+++ Registros proporcionados +++
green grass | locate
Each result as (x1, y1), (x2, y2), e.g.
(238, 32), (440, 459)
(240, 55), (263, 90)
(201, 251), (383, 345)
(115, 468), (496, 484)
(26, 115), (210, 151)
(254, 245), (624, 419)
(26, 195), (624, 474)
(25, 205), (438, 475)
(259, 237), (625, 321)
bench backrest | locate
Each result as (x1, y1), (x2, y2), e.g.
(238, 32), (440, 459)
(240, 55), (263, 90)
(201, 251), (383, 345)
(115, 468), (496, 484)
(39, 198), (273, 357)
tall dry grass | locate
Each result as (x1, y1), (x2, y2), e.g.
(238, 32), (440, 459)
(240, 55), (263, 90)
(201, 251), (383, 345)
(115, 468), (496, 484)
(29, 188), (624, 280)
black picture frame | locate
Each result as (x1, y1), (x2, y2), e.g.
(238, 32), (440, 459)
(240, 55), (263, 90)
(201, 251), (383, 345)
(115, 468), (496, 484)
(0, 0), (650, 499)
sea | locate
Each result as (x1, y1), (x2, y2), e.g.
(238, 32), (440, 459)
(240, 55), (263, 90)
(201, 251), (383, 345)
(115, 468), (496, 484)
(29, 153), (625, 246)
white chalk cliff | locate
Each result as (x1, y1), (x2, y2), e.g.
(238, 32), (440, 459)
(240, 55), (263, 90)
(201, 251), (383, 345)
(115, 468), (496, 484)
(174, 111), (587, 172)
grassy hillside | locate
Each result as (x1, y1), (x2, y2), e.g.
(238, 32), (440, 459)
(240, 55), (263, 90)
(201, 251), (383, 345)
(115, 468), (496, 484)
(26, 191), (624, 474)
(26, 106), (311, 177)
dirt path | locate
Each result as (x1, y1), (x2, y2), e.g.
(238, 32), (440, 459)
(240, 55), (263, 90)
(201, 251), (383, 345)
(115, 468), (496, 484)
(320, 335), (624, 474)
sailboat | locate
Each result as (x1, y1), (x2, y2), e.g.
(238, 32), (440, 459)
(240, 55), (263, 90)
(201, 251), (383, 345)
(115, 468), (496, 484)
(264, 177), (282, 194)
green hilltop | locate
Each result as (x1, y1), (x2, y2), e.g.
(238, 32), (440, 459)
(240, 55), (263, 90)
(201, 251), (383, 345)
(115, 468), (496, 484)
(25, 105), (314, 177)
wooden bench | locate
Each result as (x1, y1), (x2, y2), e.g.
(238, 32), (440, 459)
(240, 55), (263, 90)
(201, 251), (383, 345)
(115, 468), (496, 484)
+++
- **Problema planteado**
Extrae sin alterarlas las líneas de los registros, empezando por la línea que contiene "dirt path | locate" y siguiendo hasta la última línea de los registros, ambas incluidas.

- **Respuesta a la tarea**
dirt path | locate
Each result as (x1, y1), (x2, y2), e.g.
(238, 32), (440, 459)
(240, 55), (263, 90)
(201, 251), (383, 345)
(115, 468), (496, 484)
(320, 335), (624, 474)
sailboat | locate
Each result as (x1, y1), (x2, y2), e.g.
(238, 32), (440, 459)
(240, 55), (263, 90)
(201, 251), (383, 345)
(115, 468), (496, 484)
(264, 177), (282, 194)
green hilltop | locate
Each result as (x1, y1), (x2, y2), e.g.
(238, 32), (440, 459)
(240, 55), (263, 90)
(201, 251), (383, 345)
(115, 468), (496, 484)
(25, 105), (314, 177)
wooden bench | locate
Each result as (x1, y1), (x2, y2), e.g.
(238, 32), (440, 459)
(240, 55), (263, 90)
(201, 251), (383, 345)
(115, 468), (496, 484)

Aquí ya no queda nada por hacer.